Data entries
========
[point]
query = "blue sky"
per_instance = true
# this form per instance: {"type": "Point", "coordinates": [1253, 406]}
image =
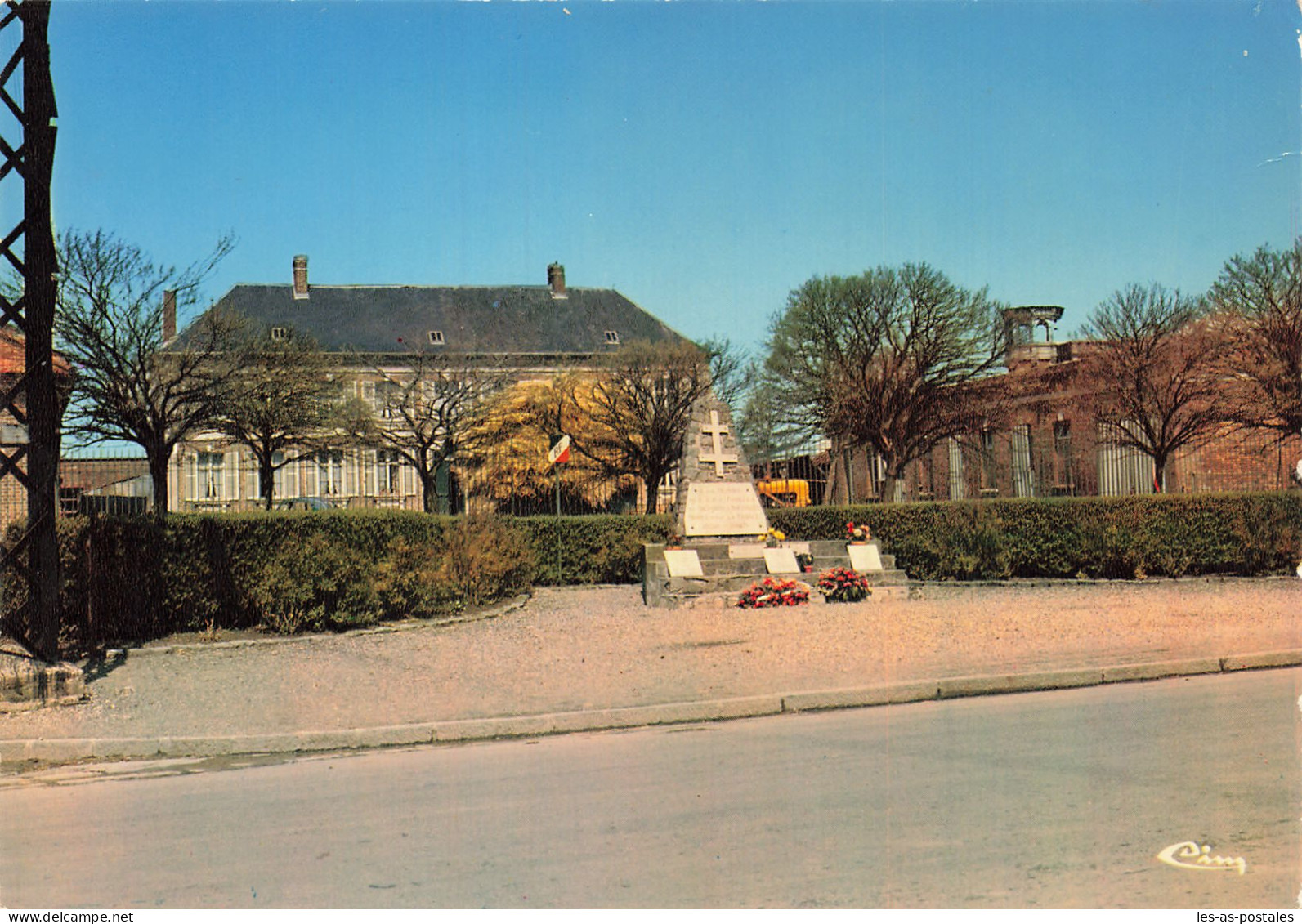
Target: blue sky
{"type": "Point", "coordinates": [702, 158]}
========
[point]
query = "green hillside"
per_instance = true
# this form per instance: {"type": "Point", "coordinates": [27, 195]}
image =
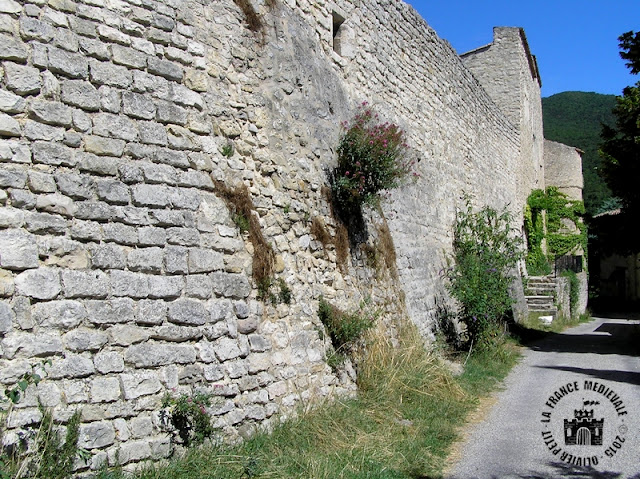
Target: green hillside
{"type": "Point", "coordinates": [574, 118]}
========
**The request:** Find each line in the records above that contains the string "Target" and copy it out. Case counts.

**Output of the exercise:**
Target: blue sky
Target: green hillside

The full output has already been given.